REQUIREMENTS:
The lines to be set down run from the line containing "roof in the photo above." through the final line of the data below; print them exactly and print nothing else.

-- Begin GIVEN RECORDS --

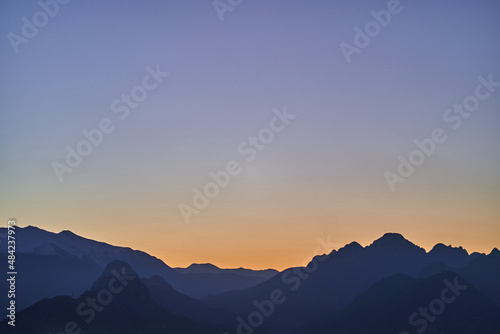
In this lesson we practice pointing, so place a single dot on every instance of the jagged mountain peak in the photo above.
(203, 265)
(393, 241)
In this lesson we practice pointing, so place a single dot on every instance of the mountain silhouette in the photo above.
(355, 289)
(117, 303)
(337, 280)
(216, 280)
(389, 303)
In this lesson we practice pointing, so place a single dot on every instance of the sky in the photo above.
(201, 82)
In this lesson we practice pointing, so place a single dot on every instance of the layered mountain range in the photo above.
(67, 282)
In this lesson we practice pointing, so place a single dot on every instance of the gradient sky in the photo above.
(322, 176)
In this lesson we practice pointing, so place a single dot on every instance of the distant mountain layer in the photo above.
(45, 258)
(217, 280)
(328, 284)
(355, 289)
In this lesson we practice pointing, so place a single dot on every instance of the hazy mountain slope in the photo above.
(117, 303)
(336, 281)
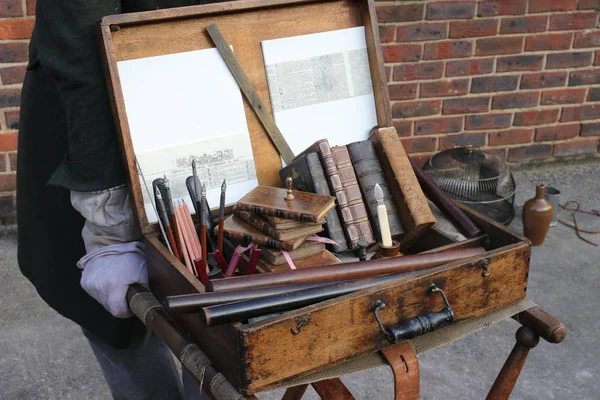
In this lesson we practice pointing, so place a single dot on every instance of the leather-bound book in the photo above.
(283, 234)
(308, 176)
(275, 256)
(356, 204)
(322, 258)
(322, 148)
(238, 231)
(283, 223)
(412, 204)
(369, 173)
(268, 200)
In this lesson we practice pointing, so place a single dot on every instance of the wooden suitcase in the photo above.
(255, 356)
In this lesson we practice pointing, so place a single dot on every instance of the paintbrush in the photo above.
(221, 216)
(203, 222)
(162, 215)
(160, 225)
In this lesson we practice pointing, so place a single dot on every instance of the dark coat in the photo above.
(67, 141)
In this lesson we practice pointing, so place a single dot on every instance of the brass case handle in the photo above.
(419, 325)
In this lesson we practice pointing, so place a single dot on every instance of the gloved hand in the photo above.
(108, 272)
(115, 257)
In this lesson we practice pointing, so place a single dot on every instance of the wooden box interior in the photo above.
(244, 25)
(256, 356)
(244, 352)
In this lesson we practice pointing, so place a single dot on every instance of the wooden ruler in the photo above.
(250, 92)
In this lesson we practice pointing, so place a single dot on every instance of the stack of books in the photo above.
(350, 173)
(265, 217)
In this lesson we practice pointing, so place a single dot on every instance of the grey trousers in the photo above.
(144, 371)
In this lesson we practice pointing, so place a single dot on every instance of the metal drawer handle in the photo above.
(419, 325)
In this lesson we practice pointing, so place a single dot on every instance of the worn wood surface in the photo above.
(343, 328)
(245, 24)
(332, 389)
(507, 378)
(295, 392)
(543, 324)
(168, 277)
(405, 366)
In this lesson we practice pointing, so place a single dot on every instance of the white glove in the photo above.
(108, 272)
(115, 259)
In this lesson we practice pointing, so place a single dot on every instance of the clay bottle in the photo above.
(537, 215)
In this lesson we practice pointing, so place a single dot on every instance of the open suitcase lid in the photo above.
(130, 40)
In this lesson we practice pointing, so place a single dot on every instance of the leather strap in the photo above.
(405, 366)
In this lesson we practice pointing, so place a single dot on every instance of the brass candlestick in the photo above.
(290, 192)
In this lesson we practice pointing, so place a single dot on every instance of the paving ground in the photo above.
(44, 356)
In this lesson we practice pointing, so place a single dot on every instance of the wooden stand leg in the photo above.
(507, 378)
(295, 392)
(332, 389)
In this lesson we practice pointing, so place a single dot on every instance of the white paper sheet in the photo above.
(320, 87)
(184, 106)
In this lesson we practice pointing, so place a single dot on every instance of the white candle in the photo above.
(384, 225)
(386, 237)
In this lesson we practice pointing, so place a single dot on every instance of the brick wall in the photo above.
(514, 77)
(16, 24)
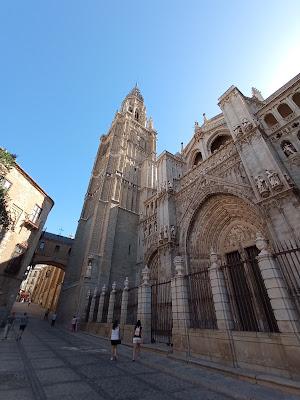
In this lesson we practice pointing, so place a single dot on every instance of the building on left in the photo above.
(28, 206)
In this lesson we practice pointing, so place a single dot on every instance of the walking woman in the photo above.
(137, 340)
(115, 339)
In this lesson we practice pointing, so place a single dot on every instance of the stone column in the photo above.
(281, 303)
(124, 304)
(101, 303)
(180, 306)
(144, 305)
(111, 305)
(91, 314)
(220, 295)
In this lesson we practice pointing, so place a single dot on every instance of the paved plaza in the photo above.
(53, 363)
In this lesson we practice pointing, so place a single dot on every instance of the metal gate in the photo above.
(161, 313)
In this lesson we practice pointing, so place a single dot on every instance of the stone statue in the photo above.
(247, 125)
(166, 232)
(173, 232)
(170, 185)
(261, 184)
(273, 178)
(238, 130)
(88, 271)
(289, 149)
(161, 234)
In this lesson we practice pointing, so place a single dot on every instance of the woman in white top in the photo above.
(115, 339)
(137, 339)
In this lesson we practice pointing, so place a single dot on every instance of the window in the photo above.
(296, 99)
(15, 262)
(270, 120)
(198, 158)
(4, 183)
(284, 110)
(35, 215)
(218, 142)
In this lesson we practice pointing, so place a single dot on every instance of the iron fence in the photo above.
(105, 307)
(88, 307)
(161, 313)
(250, 304)
(288, 256)
(117, 305)
(96, 308)
(132, 305)
(200, 300)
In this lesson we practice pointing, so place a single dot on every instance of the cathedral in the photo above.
(231, 192)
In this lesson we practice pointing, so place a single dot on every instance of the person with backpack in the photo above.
(137, 340)
(23, 324)
(74, 323)
(53, 319)
(9, 324)
(115, 339)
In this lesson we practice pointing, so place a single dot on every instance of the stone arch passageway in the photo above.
(223, 222)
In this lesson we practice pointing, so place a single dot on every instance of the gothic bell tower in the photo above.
(106, 241)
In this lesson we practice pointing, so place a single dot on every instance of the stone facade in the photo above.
(226, 199)
(29, 207)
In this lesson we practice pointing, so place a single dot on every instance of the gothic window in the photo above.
(218, 142)
(270, 120)
(296, 99)
(284, 110)
(4, 183)
(36, 213)
(198, 158)
(288, 148)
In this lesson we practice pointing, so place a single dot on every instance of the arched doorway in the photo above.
(42, 285)
(228, 225)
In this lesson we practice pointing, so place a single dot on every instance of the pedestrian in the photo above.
(115, 339)
(9, 324)
(137, 340)
(53, 319)
(46, 314)
(74, 323)
(23, 324)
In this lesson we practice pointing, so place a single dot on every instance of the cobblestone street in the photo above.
(52, 363)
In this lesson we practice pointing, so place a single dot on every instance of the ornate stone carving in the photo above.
(88, 271)
(247, 125)
(273, 179)
(288, 149)
(173, 232)
(237, 130)
(262, 186)
(126, 283)
(146, 276)
(261, 243)
(179, 265)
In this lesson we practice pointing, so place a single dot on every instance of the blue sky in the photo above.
(66, 66)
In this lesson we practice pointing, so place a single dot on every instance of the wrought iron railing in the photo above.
(161, 313)
(288, 256)
(117, 305)
(250, 304)
(132, 305)
(200, 299)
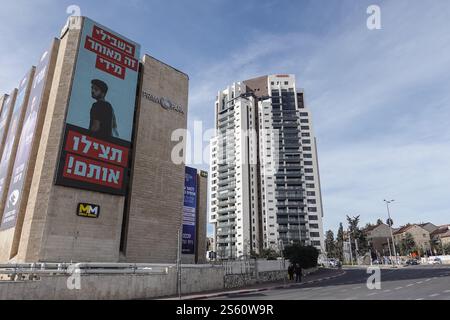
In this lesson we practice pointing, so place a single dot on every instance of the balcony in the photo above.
(289, 195)
(226, 233)
(227, 202)
(226, 210)
(226, 240)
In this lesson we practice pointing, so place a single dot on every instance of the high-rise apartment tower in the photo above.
(265, 182)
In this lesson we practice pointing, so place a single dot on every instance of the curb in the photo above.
(284, 286)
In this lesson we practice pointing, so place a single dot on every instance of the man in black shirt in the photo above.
(103, 120)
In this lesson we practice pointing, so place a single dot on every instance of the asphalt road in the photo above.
(409, 283)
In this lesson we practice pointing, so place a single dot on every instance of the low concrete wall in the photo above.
(195, 279)
(117, 286)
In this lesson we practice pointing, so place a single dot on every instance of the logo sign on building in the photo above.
(21, 163)
(88, 210)
(7, 156)
(99, 121)
(189, 211)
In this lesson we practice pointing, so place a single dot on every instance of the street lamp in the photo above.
(390, 227)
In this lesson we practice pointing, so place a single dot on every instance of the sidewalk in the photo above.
(320, 275)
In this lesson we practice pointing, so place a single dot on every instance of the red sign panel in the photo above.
(95, 172)
(113, 41)
(114, 55)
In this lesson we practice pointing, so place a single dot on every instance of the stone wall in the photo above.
(117, 286)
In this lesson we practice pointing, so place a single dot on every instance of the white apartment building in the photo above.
(265, 182)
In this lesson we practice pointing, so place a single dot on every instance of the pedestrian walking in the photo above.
(298, 273)
(291, 271)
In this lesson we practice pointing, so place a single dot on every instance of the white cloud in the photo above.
(380, 102)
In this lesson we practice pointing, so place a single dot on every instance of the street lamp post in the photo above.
(390, 228)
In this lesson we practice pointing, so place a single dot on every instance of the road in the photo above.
(409, 283)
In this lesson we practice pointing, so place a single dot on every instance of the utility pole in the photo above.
(390, 227)
(390, 252)
(350, 245)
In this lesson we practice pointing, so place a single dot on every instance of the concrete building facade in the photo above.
(58, 222)
(265, 182)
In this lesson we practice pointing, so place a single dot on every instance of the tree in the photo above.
(306, 256)
(330, 245)
(407, 245)
(339, 249)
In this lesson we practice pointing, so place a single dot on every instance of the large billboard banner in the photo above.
(14, 130)
(100, 114)
(189, 211)
(21, 163)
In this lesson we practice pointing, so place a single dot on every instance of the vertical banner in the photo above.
(13, 132)
(99, 123)
(189, 211)
(2, 102)
(21, 163)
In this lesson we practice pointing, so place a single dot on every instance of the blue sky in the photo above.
(380, 99)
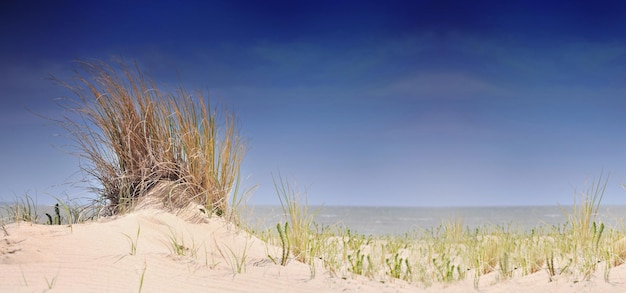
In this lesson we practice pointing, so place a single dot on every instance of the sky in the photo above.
(378, 103)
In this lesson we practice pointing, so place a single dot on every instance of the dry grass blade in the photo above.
(134, 135)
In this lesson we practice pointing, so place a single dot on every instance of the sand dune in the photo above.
(96, 257)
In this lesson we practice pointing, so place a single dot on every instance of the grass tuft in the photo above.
(134, 136)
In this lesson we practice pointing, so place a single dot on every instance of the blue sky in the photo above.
(400, 103)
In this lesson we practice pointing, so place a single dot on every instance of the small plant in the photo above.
(177, 244)
(357, 263)
(284, 238)
(133, 243)
(57, 216)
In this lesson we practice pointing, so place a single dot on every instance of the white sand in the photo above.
(95, 257)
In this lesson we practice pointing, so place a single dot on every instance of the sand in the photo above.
(96, 257)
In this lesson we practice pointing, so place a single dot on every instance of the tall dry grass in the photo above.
(138, 139)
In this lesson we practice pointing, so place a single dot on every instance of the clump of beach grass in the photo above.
(135, 137)
(452, 252)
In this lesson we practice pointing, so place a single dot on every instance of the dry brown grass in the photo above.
(134, 135)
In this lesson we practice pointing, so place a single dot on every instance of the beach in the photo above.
(152, 250)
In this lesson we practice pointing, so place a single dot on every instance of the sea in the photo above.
(380, 221)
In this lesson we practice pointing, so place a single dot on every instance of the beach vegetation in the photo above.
(137, 139)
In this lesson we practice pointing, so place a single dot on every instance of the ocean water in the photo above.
(399, 220)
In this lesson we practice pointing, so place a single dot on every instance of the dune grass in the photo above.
(451, 252)
(135, 137)
(138, 140)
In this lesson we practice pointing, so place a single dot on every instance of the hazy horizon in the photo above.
(401, 103)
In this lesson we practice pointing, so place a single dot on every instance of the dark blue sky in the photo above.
(362, 102)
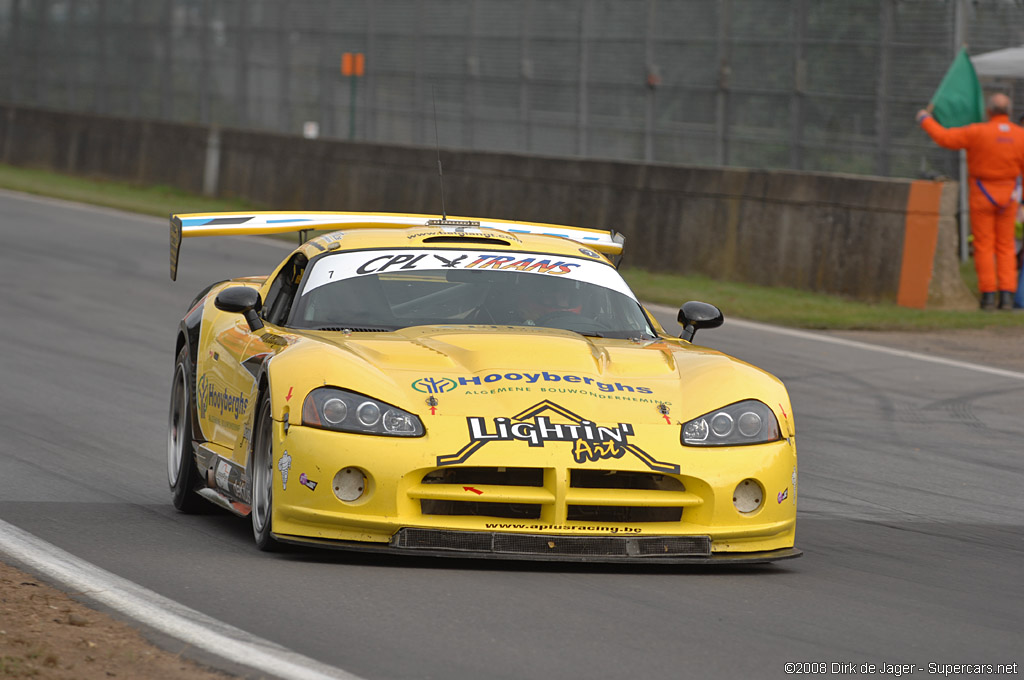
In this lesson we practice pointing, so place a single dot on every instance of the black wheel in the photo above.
(261, 474)
(181, 472)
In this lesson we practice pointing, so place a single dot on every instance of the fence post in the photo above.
(882, 162)
(799, 87)
(722, 96)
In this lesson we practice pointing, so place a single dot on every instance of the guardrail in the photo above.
(871, 239)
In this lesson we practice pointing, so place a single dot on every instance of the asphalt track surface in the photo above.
(911, 499)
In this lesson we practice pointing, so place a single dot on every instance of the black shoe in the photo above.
(1007, 300)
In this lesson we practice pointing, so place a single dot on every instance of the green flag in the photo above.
(958, 99)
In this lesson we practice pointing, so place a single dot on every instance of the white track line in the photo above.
(806, 335)
(161, 613)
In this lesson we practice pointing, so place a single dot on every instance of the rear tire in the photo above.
(182, 474)
(261, 473)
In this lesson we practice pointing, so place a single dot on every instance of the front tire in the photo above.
(262, 476)
(182, 474)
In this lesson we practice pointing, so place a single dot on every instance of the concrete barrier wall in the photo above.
(866, 238)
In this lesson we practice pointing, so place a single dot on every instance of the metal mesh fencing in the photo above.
(823, 85)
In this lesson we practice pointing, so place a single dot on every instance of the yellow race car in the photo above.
(470, 387)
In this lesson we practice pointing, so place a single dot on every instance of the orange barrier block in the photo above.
(921, 234)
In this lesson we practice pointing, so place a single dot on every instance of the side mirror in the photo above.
(694, 315)
(241, 300)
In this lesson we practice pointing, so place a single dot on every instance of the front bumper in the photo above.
(549, 508)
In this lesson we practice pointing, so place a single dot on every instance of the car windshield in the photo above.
(386, 290)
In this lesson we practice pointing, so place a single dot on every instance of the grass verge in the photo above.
(774, 305)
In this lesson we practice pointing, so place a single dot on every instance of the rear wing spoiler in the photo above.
(229, 224)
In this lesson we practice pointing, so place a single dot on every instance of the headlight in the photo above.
(736, 424)
(333, 409)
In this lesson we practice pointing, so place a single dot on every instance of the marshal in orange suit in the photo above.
(994, 161)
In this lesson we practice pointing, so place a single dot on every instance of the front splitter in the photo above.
(552, 548)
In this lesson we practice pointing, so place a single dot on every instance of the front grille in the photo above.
(515, 493)
(621, 512)
(601, 513)
(504, 476)
(461, 477)
(554, 546)
(480, 509)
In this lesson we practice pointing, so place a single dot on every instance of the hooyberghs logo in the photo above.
(590, 440)
(210, 396)
(434, 385)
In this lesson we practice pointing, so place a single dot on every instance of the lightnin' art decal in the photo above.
(590, 440)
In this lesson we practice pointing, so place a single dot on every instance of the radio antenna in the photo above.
(437, 145)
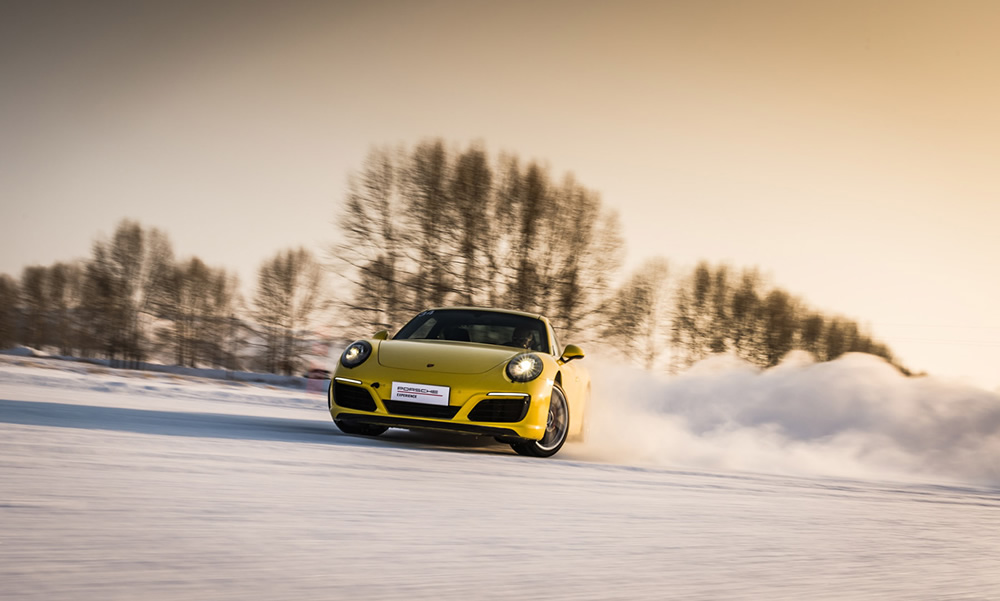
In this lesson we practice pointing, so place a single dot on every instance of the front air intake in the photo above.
(499, 410)
(352, 397)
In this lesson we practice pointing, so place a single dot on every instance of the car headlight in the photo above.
(356, 354)
(524, 367)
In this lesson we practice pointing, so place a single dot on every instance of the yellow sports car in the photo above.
(471, 370)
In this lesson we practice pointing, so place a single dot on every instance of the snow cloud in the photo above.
(853, 417)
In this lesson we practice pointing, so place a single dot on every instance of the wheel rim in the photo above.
(557, 424)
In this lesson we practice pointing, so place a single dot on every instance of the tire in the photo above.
(555, 432)
(360, 429)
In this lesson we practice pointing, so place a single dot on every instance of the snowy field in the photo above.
(127, 485)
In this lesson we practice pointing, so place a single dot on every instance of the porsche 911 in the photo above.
(486, 372)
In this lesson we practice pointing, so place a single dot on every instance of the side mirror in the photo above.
(572, 352)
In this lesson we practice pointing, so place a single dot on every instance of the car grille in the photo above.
(499, 410)
(421, 409)
(353, 397)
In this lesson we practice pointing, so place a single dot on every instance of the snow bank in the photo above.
(853, 417)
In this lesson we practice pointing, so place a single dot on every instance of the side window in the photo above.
(424, 328)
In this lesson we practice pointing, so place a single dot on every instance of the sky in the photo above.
(847, 149)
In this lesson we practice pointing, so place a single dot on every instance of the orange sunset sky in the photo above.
(848, 149)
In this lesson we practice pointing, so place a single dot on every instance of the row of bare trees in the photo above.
(717, 309)
(421, 227)
(434, 226)
(132, 300)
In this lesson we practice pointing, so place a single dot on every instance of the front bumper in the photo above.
(472, 410)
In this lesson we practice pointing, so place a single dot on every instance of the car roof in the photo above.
(494, 310)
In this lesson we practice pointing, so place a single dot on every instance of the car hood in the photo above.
(442, 356)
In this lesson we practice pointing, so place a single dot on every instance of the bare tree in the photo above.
(122, 280)
(198, 302)
(9, 304)
(638, 316)
(35, 300)
(289, 295)
(371, 255)
(473, 201)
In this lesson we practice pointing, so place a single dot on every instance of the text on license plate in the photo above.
(420, 393)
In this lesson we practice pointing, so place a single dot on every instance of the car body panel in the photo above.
(474, 373)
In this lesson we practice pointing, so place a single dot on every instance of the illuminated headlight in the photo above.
(356, 354)
(524, 367)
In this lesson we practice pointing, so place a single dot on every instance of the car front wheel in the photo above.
(556, 428)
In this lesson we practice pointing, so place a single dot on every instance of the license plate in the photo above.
(420, 393)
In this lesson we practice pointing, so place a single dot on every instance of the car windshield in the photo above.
(485, 327)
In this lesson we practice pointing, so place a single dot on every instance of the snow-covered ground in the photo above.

-- End GIVEN RECORDS --

WRITTEN REPLY:
In this lesson we practice pointing, so place a single dot on every instance of the car roof in the photo above.
(494, 310)
In this lesson we practice pointing, so place a single dot on every instance of the car hood in the photo above.
(442, 356)
In this lesson we practice pointing, so place a single dot on every instance of the bare tree in the photo above.
(122, 280)
(198, 302)
(9, 304)
(638, 316)
(35, 300)
(289, 295)
(371, 255)
(473, 201)
In this lesson we practice pointing, so place a single dot on every instance of the text on license plate in the photo above.
(420, 393)
In this lesson we practice pointing, so place a single dot on every instance of the car body panel in the photo above.
(474, 373)
In this lesson we practice pointing, so place a single dot on every instance of the illuminated headlight in the photo above.
(356, 354)
(524, 367)
In this lesson we practice pointing, so place a single dot on every instance of the car front wheel in the photo above.
(556, 428)
In this lesson we practice pointing, so place a single dot on every instance of the license plate in the photo above.
(420, 393)
In this lesson we practice pointing, so place a single dot on every instance of the car windshield in the photo above.
(485, 327)
In this lesson we practice pointing, so place a single dot on every instance of the snow-covered ground in the photo above.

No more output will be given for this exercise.